Ответьте кратко на вопросы по приведенному ниже фрагменту об отчете президента РАН.
(a) Когда отчет был представлен общему собранию?
(b) Кем создан «академический университет», упомянутый во фрагменте?
(c) Кем, по словам автора, являются практически все лауреаты Нобелевских премий, кроме немногих российских?

# [Фрагмент]
⟨

Я знакомился с последним отчетом президента РАН, представленным общему собранию в мае текущего года. Меня обеспокоил один из тезисов, сформулированный в заключительной части отчета. Привожу его дословно:

«РАН считает необходимым скорейшее решение вопроса о предоставлении права на ведение образовательной деятельности в полном объеме, разрешении академическим институтам проводить обучение на всех ступенях образования после средней школы». Какой в этом смысл? Или РАН считает себя государством в государстве? Нет никаких оснований считать, что институт РАН, даже из числа сильных, может хотя бы в какой-то мере заменить хороший университет. Даже организацию ограниченных «академических университетов» (такой университет создал академик Ж.Алферов в нашем городе) нельзя считать полезной.

Я опасаюсь, что сформулированное предложение президента РАН может быть реализовано, поскольку, к сожалению, руководство страны, судя по ряду выступлений и действий, только Академию считает средоточием истинной науки. Здесь можно вспомнить, что практически все лауреаты Нобелевских премий (кроме немногих российских) являются профессорами университетов.

Предложение вызывает недоумение еще и потому, что существующие разумные и взаимно полезные связи между университетами и институтами РАН использованы пока еще в ограниченном масштабе.

⟩

Записи изображений по названным областям
⟨

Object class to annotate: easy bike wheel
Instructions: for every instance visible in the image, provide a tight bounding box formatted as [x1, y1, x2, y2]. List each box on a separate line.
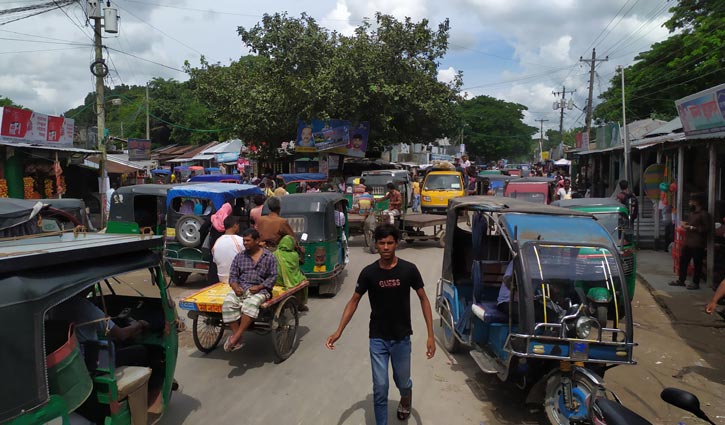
[544, 373, 599, 425]
[191, 314, 224, 353]
[272, 297, 300, 363]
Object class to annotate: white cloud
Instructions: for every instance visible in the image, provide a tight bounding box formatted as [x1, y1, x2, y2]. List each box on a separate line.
[438, 66, 457, 84]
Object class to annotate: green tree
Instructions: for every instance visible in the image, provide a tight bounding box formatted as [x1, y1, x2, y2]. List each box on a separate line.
[458, 96, 538, 161]
[187, 14, 461, 145]
[594, 0, 725, 121]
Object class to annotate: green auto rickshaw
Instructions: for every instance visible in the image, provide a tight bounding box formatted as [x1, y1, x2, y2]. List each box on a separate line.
[0, 232, 178, 425]
[262, 192, 349, 295]
[552, 198, 637, 299]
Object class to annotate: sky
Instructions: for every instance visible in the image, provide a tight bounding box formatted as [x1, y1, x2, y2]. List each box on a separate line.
[0, 0, 675, 136]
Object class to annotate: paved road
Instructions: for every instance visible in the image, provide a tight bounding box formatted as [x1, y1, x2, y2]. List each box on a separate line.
[121, 238, 725, 425]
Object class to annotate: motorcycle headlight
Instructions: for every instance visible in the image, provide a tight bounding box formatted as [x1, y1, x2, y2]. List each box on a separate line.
[576, 316, 599, 339]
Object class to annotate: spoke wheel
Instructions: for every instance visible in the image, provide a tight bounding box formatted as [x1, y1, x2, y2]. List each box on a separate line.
[192, 314, 224, 353]
[544, 373, 598, 425]
[272, 297, 300, 362]
[439, 298, 461, 354]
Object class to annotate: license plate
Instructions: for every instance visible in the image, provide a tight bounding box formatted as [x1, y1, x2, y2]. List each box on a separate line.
[570, 341, 589, 360]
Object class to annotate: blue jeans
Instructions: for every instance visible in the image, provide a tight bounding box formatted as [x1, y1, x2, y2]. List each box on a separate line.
[370, 336, 413, 425]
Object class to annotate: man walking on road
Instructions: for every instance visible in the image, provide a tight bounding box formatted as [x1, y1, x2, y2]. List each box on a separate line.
[326, 224, 436, 425]
[670, 194, 710, 289]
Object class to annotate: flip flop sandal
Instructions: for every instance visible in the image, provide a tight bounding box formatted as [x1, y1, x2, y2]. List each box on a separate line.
[224, 336, 244, 353]
[397, 398, 413, 421]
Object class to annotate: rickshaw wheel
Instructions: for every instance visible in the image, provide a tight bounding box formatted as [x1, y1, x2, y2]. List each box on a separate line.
[272, 297, 300, 363]
[544, 373, 600, 425]
[440, 298, 461, 354]
[191, 314, 224, 353]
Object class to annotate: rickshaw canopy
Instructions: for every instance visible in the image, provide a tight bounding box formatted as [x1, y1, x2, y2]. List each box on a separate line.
[166, 183, 264, 210]
[441, 195, 596, 280]
[277, 173, 327, 184]
[189, 174, 242, 183]
[0, 233, 163, 422]
[262, 192, 348, 242]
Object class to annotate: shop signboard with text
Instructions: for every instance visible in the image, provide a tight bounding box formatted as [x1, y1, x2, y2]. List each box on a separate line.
[295, 120, 370, 158]
[0, 106, 74, 146]
[675, 84, 725, 136]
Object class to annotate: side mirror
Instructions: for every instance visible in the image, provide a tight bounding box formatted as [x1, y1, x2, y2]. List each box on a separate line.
[660, 388, 714, 424]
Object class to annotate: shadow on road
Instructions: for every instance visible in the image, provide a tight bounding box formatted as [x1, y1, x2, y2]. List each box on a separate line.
[160, 386, 201, 424]
[337, 388, 423, 425]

⟩

# [Ответ на задание]
(a) В мае текущего года.
(b) Академиком Ж. Алферовым.
(c) Профессорами университетов.